◆ Task statement ◆
Can you gather and copy out every line in the listing below that contains the word "person"?

◆ Dataset rows ◆
++++++
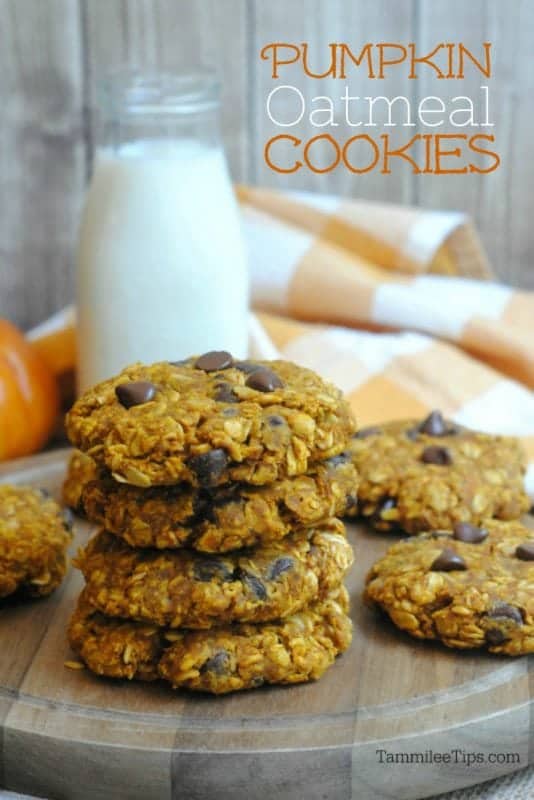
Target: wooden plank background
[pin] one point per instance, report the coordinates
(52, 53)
++++++
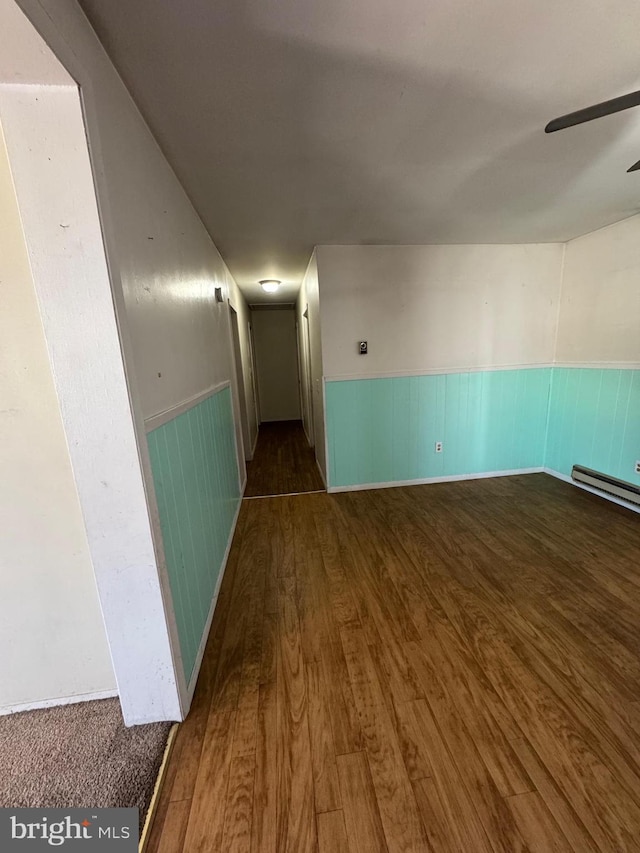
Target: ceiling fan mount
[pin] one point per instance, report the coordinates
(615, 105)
++++++
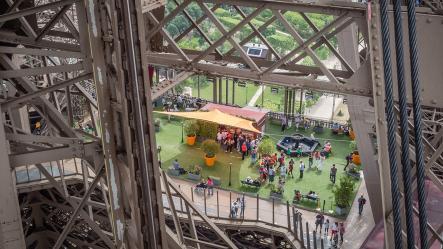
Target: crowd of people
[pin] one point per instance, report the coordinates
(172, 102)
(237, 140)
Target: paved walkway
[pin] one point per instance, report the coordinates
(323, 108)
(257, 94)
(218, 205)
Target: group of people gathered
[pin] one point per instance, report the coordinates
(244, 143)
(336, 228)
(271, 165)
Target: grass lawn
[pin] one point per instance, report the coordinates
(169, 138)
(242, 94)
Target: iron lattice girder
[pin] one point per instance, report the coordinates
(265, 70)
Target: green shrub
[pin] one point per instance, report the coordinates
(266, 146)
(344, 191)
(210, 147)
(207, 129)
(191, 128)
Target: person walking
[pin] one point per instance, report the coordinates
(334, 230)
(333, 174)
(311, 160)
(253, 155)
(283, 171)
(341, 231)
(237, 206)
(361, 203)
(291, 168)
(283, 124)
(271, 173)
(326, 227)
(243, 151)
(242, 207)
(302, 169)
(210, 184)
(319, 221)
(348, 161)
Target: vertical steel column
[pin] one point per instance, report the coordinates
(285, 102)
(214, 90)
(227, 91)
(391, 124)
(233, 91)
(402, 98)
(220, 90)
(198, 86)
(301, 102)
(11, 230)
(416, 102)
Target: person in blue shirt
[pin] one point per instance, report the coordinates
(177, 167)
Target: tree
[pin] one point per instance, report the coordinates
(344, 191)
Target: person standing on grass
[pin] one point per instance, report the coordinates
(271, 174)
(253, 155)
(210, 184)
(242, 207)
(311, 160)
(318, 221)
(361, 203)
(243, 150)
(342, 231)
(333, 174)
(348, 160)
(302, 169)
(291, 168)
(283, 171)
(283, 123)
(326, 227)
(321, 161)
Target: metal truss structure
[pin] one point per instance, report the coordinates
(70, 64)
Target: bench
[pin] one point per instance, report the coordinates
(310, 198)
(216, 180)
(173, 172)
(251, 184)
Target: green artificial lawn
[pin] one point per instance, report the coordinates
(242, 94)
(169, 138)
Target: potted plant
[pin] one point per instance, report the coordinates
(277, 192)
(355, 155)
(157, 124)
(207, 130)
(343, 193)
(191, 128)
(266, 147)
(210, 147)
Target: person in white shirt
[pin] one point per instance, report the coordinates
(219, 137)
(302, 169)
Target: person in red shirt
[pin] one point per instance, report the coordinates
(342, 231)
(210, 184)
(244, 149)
++++++
◆ Solved exercise ◆
Target: person walking
Target: person in blue shirt
Target: person standing on grass
Target: person in white shirt
Target: person in red shirt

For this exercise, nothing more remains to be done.